**EXTRAIT DU TEXTE**
• • • • • • •

ARLES 2018 – Le village Potemkine : Au cœur d’une légende avec Gregor Sailer
Gregor Sailer est un photographe autrichien de 38 ans, son travail a été sélectionné pour être présenter dans le cadre de la 48ème édition des Rencontres de la photographie à Arles en co-prodution avec le Centre de la Photographie Genève. Cette exposition, qui est visible au Cloître Saint-Trophime, s’intitule « Le village Potemkin », il rassemble une sélection de photographies réalisées entre 2015 et 2017 de villes… qui n’existent pas.
Au départ de ce travail, le photographe s’est saisi d’une légende historique, celle du prince russe Grigory Potemkine qui fit construire, en 1787, des villages entiers en carton-pâte afin de masquer la pauvreté en Crimée lors de la visite de l’impératrice Catherine II. C’est ainsi que l’artiste autrichien a parcouru le monde à la recherche de ses fausses villes faites uniquement d’illusion. Des centres d’exercice militaire aux Etats-Unis et en Europe aux répliques de villes européennes en Chine, en passant par des pistes d’essais de véhicules en Suède ou encore des rues entières mises en scène pour la visite de personnalités politiques… La série documente ce phénomène architectural étrange où seul l’apparence fait sens. Gregor Sailer saisit l’absurdité de notre époque et nous pousse à voir et à réfléchir au-delà du visible.
Plus c’est une prise de positions en même temps sur ces centres d’entrainements où apparait, masqué, le danger des guerres modernes. bien au delà d’une certaine fascination pour ce type de construction dédiée à l’entrainement des troupes sur les terrains prévisibles de conflits, Gregor Sailer se joue du monde des apparences en photographiant ces sites comme s’il s’agissait de décors de cinéma, dont la fonction est bien autre. Le fait que ces décors soient en partie vides, les fait apparaître dans une forme « tranquille », déconnectée de leurs fonctions, mais inscrits dans un territoire, dans un climat, dans une région du monde. Il n’en va pas de même entre le désert et un centre ville européen….

• • • • • • •

**EXERCICE PROPOSÉ**
Répondez à ces questions sur l'article consacré à l'exposition de Gregor Sailer :
1. Dans quel lieu l'exposition est-elle visible ?
2. En quelle année le prince Grigory Potemkine fit-il construire des villages en carton-pâte ?
3. Comment Gregor Sailer photographie-t-il les centres d'entraînement ?
Ce matériau n'intervient d'aucune façon ici.

Extraits d'un jeu de données d'annotation de lieux
• • • • • • •

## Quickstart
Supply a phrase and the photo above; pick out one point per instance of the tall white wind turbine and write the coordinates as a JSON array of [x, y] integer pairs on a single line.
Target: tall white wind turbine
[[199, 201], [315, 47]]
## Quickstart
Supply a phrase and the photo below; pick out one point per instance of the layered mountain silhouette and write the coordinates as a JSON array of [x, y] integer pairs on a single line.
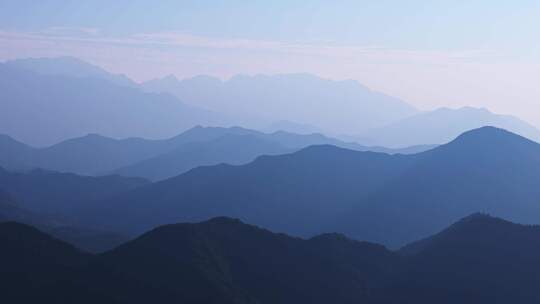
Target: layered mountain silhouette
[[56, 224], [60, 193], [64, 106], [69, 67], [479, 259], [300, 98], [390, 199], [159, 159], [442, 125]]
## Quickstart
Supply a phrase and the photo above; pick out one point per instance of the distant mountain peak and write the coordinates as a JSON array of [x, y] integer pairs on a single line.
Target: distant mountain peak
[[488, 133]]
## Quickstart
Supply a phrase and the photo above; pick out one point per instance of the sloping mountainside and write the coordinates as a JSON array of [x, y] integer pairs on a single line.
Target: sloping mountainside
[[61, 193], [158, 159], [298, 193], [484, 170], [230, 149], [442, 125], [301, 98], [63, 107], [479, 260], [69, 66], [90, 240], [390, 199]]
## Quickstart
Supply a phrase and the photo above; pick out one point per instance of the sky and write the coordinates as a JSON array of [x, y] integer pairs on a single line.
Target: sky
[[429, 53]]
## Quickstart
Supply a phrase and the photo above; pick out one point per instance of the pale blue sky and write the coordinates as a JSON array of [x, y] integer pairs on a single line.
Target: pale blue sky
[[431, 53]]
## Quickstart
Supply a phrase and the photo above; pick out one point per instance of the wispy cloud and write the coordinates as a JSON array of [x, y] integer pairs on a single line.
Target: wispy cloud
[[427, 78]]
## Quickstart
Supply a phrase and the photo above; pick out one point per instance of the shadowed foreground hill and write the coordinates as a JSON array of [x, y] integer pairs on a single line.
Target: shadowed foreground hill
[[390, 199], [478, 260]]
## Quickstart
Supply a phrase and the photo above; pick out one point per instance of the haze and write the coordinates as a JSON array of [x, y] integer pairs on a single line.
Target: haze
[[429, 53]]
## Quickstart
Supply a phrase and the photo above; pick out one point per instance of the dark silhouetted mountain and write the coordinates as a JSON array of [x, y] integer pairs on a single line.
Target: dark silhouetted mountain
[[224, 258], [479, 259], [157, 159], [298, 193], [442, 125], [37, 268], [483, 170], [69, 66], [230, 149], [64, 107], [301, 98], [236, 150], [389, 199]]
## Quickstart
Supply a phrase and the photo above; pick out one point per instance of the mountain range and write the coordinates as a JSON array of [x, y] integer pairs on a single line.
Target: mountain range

• • • • • • •

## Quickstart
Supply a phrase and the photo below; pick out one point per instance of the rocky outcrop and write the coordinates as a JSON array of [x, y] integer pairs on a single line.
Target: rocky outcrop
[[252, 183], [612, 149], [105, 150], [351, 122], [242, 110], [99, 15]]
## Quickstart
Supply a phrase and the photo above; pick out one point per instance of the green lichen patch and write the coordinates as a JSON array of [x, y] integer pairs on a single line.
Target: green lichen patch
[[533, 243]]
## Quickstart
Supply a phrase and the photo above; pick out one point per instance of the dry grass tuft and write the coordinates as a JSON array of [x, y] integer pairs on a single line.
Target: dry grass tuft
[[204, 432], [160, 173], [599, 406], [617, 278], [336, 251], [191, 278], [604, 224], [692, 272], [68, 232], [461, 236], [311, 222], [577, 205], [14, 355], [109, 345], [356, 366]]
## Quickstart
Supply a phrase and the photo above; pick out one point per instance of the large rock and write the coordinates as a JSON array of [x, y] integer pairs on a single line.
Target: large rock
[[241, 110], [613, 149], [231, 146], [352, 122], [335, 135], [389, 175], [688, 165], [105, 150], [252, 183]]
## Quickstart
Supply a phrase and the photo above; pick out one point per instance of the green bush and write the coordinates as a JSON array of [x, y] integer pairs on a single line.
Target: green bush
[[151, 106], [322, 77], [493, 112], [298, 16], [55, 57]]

• • • • • • •

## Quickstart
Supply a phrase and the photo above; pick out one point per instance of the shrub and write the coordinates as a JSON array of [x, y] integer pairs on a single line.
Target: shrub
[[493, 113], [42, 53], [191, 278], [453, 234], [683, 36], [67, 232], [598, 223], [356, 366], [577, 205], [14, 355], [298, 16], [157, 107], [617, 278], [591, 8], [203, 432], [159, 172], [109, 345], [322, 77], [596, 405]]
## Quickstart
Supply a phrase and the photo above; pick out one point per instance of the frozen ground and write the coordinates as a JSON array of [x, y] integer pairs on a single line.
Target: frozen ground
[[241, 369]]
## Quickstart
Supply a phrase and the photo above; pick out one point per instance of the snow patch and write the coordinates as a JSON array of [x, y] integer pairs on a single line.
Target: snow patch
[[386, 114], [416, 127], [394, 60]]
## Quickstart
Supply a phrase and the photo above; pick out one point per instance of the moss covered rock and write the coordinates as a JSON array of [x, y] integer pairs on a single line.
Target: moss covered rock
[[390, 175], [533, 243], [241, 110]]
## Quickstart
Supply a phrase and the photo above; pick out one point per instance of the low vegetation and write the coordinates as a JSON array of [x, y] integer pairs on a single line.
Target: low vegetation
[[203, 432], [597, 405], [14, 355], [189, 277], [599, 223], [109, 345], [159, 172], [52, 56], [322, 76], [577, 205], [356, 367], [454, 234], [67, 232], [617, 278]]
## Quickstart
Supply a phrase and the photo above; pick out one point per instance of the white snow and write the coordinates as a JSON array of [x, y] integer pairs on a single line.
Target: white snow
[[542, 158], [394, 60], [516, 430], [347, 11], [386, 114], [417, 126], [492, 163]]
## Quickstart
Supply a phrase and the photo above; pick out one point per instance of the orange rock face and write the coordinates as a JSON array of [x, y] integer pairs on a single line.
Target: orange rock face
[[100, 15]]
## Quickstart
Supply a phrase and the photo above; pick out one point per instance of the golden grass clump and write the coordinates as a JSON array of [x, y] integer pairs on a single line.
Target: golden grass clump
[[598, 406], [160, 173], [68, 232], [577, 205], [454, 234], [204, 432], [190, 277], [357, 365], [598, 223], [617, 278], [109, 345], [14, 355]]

• • • • • • •

**CORRIGÉ**
1. Au Cloître Saint-Trophime.
2. En 1787.
3. Comme s'il s'agissait de décors de cinéma.